--- Start of MATERIAL FOR THIS TASK ---

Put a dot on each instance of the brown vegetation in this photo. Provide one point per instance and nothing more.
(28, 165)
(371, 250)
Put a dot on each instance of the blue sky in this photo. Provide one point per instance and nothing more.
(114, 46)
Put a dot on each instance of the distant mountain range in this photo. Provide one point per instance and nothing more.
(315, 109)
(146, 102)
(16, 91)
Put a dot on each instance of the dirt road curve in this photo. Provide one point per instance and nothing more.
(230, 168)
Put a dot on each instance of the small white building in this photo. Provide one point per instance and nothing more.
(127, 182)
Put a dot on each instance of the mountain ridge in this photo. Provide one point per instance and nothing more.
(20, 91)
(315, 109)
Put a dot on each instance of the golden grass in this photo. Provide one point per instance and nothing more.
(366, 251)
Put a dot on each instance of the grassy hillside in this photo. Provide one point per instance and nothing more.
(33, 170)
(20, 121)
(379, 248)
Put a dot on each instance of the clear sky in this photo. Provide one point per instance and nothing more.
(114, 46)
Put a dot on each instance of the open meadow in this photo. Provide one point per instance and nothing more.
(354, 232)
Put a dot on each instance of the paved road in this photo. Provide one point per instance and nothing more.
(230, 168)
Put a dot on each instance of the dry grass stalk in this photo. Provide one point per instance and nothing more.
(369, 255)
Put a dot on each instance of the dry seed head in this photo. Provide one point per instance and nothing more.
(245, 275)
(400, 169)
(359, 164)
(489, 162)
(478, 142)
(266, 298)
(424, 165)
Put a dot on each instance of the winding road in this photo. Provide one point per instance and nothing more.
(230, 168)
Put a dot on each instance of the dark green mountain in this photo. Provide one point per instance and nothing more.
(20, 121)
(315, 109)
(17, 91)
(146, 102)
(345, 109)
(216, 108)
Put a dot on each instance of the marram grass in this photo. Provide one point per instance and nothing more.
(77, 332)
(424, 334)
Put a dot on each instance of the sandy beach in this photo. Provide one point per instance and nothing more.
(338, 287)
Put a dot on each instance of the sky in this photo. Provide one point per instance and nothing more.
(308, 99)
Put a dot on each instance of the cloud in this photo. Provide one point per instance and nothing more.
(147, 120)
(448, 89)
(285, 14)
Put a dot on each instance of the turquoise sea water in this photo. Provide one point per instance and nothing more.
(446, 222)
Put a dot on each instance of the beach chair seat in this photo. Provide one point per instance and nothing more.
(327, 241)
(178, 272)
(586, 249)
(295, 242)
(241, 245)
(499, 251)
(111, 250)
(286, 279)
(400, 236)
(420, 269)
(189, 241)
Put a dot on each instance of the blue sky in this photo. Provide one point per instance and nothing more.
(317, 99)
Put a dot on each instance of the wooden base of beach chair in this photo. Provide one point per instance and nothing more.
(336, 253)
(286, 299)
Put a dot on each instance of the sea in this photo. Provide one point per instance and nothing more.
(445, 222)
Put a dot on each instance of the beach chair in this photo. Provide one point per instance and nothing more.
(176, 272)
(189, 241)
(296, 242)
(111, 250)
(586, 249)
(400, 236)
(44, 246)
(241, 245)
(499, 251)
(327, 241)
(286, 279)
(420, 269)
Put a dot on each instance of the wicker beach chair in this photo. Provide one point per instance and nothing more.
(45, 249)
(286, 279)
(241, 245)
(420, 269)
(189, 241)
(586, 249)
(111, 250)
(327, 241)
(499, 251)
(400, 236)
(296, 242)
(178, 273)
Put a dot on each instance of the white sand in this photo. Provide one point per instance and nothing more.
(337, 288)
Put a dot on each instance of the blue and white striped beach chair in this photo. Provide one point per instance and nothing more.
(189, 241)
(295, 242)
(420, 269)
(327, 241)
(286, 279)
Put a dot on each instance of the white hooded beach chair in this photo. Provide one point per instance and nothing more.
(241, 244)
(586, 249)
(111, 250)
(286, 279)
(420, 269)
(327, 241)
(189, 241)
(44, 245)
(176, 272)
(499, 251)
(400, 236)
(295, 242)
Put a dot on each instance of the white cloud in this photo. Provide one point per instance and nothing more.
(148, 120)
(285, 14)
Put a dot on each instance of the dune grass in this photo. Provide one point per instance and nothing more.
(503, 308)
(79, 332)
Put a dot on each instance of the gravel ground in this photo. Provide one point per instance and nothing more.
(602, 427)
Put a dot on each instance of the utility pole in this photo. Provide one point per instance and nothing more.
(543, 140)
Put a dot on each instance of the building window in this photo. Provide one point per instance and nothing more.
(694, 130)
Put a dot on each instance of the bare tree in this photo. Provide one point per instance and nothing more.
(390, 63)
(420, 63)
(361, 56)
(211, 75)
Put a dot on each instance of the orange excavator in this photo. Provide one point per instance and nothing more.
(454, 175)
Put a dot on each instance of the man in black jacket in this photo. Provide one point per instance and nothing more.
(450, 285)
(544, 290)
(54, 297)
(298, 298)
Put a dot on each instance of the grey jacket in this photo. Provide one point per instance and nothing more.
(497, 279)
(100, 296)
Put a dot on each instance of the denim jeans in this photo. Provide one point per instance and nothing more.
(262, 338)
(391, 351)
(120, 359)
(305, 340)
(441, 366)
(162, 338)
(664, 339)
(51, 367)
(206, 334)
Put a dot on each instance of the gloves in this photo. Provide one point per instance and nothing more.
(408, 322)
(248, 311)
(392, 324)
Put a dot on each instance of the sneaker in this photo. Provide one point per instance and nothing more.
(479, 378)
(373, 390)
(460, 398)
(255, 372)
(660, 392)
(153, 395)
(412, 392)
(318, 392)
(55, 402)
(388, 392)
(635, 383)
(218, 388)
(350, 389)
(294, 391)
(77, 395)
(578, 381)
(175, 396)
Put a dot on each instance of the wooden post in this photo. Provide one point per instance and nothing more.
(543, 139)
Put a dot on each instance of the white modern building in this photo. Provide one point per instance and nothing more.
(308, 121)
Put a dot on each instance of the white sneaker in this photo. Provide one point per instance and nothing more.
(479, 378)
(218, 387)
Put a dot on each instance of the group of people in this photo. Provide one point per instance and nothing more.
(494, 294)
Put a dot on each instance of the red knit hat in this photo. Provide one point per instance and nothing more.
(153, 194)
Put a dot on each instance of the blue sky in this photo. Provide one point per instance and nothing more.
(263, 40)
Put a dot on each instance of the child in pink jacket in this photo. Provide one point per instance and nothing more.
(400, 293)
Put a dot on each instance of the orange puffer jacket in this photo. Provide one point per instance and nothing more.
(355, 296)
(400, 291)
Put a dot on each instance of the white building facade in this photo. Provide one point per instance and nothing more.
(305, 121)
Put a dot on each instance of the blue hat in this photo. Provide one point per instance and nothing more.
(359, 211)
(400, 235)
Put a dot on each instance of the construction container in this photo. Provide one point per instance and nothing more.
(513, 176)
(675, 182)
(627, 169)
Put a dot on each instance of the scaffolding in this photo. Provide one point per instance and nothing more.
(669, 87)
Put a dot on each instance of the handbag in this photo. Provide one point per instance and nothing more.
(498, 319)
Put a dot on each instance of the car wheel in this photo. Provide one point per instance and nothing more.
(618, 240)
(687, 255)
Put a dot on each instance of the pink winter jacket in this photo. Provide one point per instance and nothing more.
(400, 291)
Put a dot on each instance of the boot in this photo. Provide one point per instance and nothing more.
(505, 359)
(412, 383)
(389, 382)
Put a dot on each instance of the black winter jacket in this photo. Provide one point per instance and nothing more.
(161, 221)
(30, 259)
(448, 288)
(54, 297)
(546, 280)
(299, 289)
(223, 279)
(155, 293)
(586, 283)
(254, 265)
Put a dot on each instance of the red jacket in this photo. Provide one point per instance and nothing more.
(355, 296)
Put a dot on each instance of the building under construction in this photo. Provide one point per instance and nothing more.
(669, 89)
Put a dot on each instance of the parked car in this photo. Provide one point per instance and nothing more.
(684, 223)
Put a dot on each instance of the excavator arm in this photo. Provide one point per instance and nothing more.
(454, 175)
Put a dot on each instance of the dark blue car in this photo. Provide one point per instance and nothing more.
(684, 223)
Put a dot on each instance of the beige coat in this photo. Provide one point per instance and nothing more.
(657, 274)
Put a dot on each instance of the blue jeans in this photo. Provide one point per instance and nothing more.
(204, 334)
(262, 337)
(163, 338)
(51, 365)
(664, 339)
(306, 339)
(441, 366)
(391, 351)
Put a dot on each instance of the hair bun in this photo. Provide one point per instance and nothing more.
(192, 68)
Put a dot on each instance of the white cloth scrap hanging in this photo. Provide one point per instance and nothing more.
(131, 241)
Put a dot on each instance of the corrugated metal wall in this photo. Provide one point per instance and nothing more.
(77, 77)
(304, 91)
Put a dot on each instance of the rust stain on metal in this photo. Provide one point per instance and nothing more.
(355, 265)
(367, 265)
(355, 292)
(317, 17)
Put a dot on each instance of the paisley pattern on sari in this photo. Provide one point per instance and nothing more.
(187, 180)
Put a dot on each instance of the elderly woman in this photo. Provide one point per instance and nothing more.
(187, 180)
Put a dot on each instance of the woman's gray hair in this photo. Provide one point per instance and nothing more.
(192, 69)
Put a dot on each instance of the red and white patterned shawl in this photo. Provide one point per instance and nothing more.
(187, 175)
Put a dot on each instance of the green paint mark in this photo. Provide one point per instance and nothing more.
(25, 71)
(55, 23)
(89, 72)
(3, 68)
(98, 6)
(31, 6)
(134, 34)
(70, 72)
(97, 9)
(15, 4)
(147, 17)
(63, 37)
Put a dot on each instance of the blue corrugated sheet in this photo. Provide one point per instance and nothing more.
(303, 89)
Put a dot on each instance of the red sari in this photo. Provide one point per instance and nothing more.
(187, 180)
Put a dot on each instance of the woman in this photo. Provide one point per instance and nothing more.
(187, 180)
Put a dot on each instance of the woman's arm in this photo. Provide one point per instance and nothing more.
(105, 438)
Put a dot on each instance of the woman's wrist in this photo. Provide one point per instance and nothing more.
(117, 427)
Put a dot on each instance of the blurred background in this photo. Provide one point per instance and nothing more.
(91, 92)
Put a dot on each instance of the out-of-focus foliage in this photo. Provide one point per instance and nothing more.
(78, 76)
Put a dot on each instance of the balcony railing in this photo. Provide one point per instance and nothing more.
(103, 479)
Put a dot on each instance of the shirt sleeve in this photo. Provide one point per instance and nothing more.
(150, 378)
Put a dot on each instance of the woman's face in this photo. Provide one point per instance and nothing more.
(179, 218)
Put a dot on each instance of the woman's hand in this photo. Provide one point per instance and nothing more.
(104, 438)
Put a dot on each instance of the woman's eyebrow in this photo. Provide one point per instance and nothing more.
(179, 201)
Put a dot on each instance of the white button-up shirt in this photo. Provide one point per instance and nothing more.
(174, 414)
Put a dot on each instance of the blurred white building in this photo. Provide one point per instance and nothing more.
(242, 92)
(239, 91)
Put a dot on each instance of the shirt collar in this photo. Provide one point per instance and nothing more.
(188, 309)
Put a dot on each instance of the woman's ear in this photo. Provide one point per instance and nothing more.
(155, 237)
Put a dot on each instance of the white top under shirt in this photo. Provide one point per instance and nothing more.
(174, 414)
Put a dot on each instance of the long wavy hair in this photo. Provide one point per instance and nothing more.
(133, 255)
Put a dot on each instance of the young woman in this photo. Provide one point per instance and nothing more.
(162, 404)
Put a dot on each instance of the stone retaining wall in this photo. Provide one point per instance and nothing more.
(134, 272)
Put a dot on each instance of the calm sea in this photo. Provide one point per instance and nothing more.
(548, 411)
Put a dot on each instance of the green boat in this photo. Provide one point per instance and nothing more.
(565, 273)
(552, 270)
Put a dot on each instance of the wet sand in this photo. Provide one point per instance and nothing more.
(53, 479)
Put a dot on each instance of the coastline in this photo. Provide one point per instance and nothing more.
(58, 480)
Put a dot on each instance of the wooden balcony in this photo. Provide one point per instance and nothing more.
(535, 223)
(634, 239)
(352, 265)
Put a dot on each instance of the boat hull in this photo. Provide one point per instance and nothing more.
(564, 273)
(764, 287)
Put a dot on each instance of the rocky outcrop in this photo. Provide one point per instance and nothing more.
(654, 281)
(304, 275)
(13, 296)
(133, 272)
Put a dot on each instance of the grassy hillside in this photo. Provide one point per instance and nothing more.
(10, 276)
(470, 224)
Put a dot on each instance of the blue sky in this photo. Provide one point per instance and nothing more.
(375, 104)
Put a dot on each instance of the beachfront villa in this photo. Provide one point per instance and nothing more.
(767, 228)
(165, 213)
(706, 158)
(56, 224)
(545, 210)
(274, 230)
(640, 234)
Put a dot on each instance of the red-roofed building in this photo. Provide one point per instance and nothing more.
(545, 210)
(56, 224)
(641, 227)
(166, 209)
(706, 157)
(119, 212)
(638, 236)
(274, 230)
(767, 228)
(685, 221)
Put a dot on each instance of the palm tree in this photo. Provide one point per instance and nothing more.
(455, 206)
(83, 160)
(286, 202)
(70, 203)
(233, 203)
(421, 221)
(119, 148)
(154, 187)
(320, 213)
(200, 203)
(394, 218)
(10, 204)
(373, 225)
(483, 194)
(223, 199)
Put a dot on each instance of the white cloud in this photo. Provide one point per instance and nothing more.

--- End of MATERIAL FOR THIS TASK ---

Quote verbatim the line containing "Put a dot on each instance of the long" and every line after it through the end of the records above.

#### TASK RESULT
Put a dot on each instance of the long wavy hair in this photo. Provide one point per instance and nothing more.
(133, 255)
Put a dot on each instance of the young woman in this photo. Provide one point per instance and nothing more.
(162, 404)
Put a dot on each instance of the stone retaining wall in this photo. Provide one point per instance and nothing more.
(134, 272)
Put a dot on each instance of the calm sea in this photo. Provide one point per instance and nothing more.
(548, 411)
Put a dot on each instance of the green boat in this photo. Provide one point per instance and nothing more.
(565, 273)
(552, 270)
Put a dot on each instance of the wet sand in this photo. Provide one point per instance and nothing more.
(53, 479)
Put a dot on each instance of the coastline in this photo. Provide one point per instance and nothing more.
(58, 480)
Put a dot on each instance of the wooden balcony in this photo. Provide one point per instance and nothing more.
(535, 223)
(634, 239)
(352, 265)
Put a dot on each instance of the boat hull in this photo. Provide one point per instance and nothing more.
(564, 273)
(764, 287)
Put a dot on each instance of the rocky outcrop in this photo. Provide one point per instance and nothing more.
(654, 281)
(304, 275)
(13, 296)
(133, 272)
Put a dot on each instance of the grassy hillside in this photo. Provide one point per instance and nothing more.
(10, 276)
(470, 224)
Put a dot on each instance of the blue sky in this photo. Provide one point per instance and nothing more.
(375, 104)
Put a dot on each instance of the beachfront villa in this photo. Provide one point per instance and nothing more.
(767, 228)
(165, 213)
(706, 158)
(56, 224)
(545, 210)
(274, 230)
(640, 234)
Put a dot on each instance of the red-roofed building in this photo. Provide one point per instance and nothing more.
(545, 210)
(56, 224)
(641, 227)
(166, 209)
(706, 157)
(119, 212)
(638, 236)
(274, 230)
(767, 228)
(685, 221)
Put a dot on each instance of the palm tree in this photo. Provide one point per instance and nothing more.
(455, 206)
(83, 160)
(286, 202)
(70, 203)
(233, 203)
(421, 221)
(119, 148)
(154, 187)
(320, 213)
(200, 203)
(394, 218)
(10, 204)
(373, 225)
(483, 194)
(223, 199)
Put a dot on each instance of the white cloud in this photo. Provide one point per instance and nothing more.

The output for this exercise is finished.